Sunulan Metin
"""
Cumhuriyet Halk Partisi, kuruluşun partisidir. Çünkü; tarihteki 17. Devletimizi Türkiye Cumhuriyeti’ni kurmuştur. Partimiz, önce 9 Eylül 1923’de “ Halk Fırkası”, 1924 yılında “Cumhuriyet Halk Fırkası”, 1935 yılında da “ Cumhuriyet Halk Partisi” adını almıştır. 1927 yılında “Cumhuriyetçilik”, “Halkçılık”, “Milliyetçilik” ve “Laiklik” Cumhuriyet Halk Partisi’nin dört temel ilkesi olarak benimsenmiştir. 1935 yılında, “devletçilik” ve “devrimcilik” ilkeleri de eklenerek partinin ilkeleri altıya çıkarılmıştır. Partinin ablemi de olan ok, bu ilkeleri simgelemektedir. Mustafa Kemal Atatürk: “Benim iki eserim vardır. Biri Türkiye Cumhuriyetidir, diğeri de Cumhuriyet Halk Partisidir” diyerek partimizin tarihteki önem ve ağırlığını o günlerden açıkça belirtmiştir. Bizler de atamızın izinde eserlerini sonsuza kadar yaşatacağız.
Bugün Türk Milleti, hayat anlayışından modern görüşüne kadar güzel olan ne varsa Atatürk’e ve onun kurduğu cumhuriyete borçludur. Atatürk, giriştiği silahlı mücadele ile sadece Türk vatanını düşman işgalinden kurtarmakla yetinmedi, yeni bir mücadeleye girişti. Bu mücadelenin adı, çağdaş değerlere sahip bir devlet kurmaktı. Kurduğu Türkiye Cumhuriyeti Devleti ile özgür düşünceli insanlar yetiştirildi. Toplumun her alanında yenilikler yapıldı. Yazılan yazıdan, hukuktan, kullanılan takvime, ölçü ve tartı birimlerinden, tarih ve dil bilincine, hayatın her alanında Cumhuriyetle birlikte inkılaplar yapıldı. Bugün Türkiye’nin bulunduğu coğrafyada kendisi ile birlikte çağdaşlık atılımlarına başlayan komşularıyla kıyaslandığında Cumhuriyet’in Türkiye’ye kazanımları daha iyi anlaşılmaktadır. Kazanımlar kadın erkek herkese sağlanmıştır. Ancak, Cumhuriyet ile kadınların kazanımları daha büyüktür. Osmanlı Devleti’nde kadınlara ikinci sınıf vatandaş muamelesi yapılmakta, eğitim ve iş hayatı olmak üzere sosyal hayattan soyutlanmaktaydılar. Erkeklere tanınan çok kadınla evlenme hakkı kadınları aile hayatında etkisiz duruma getirmekteydi. Cumhuriyet döneminde kadınla erkek ile aynı hakları sağlayacak olan düzenlemeler büyük bir hızla gerçekleştirilmiştir. Eğitimde, iş hayatında, siyasette kadın erkek fırsat eşitliği sağlanmıştır. Kurtuluş savaşının silahlı mücadele günlerinde erkeği ile birlikte her türlü zorluklarla baş ederek düşmanın yurttan kovulmasında büyük rol oynayan Türk kadınının geleceğe umutla bakabilmesi amacıyla 1926 Medeni Kanunla da aile hayatında kadınlara çoğu batılı ülkeden daha önce geniş haklar sağlanmıştır.
"""
Verilen Liste
"""
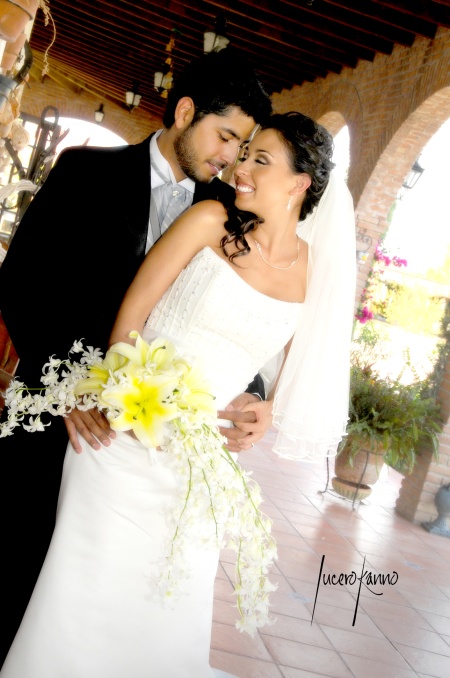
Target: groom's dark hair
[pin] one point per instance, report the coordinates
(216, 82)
"""
"""
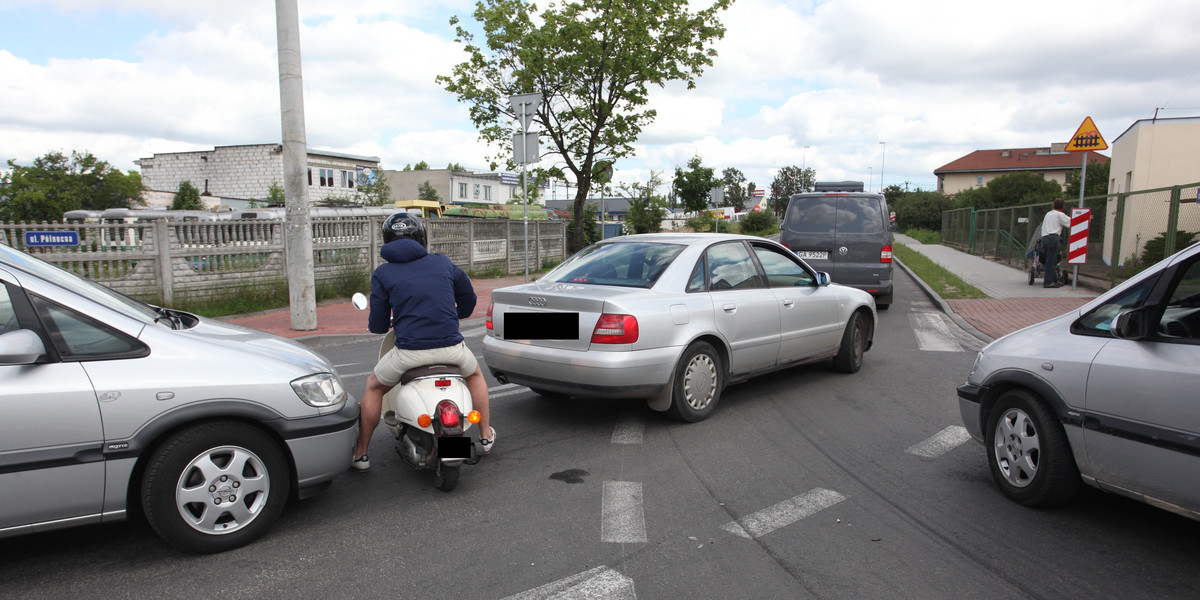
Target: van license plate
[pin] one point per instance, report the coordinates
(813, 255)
"""
Görevler
1. Metne göre Cumhuriyet Halk Partisi neden "kuruluşun partisi" olarak nitelendirilmektedir? Bir ila üç cümleyle açıklayın.
2. Metinde Cumhuriyet Halk Partisi'nin ilkeleri olarak geçen ilkelerin hepsini sıralayın.
3. Metnin "Cumhuriyet Halk Partisi, kuruluşun" ifadesinden "sonsuza kadar yaşatacağız." ifadesine kadar olan kısmını aynen aktarın.
Liste, metinle hiçbir şekilde ilgili değildir.

Beklenen Yanıtlar
1. Cumhuriyet Halk Partisi kuruluşun partisidir, çünkü tarihteki 17. devlet olan Türkiye Cumhuriyeti'ni kurmuştur.

2.
- Cumhuriyetçilik
- Halkçılık
- Milliyetçilik
- Laiklik
- Devletçilik
- Devrimcilik

3.
Cumhuriyet Halk Partisi, kuruluşun partisidir. Çünkü; tarihteki 17. Devletimizi Türkiye Cumhuriyeti’ni kurmuştur. Partimiz, önce 9 Eylül 1923’de “ Halk Fırkası”, 1924 yılında “Cumhuriyet Halk Fırkası”, 1935 yılında da “ Cumhuriyet Halk Partisi” adını almıştır. 1927 yılında “Cumhuriyetçilik”, “Halkçılık”, “Milliyetçilik” ve “Laiklik” Cumhuriyet Halk Partisi’nin dört temel ilkesi olarak benimsenmiştir. 1935 yılında, “devletçilik” ve “devrimcilik” ilkeleri de eklenerek partinin ilkeleri altıya çıkarılmıştır. Partinin ablemi de olan ok, bu ilkeleri simgelemektedir. Mustafa Kemal Atatürk: “Benim iki eserim vardır. Biri Türkiye Cumhuriyetidir, diğeri de Cumhuriyet Halk Partisidir” diyerek partimizin tarihteki önem ve ağırlığını o günlerden açıkça belirtmiştir. Bizler de atamızın izinde eserlerini sonsuza kadar yaşatacağız.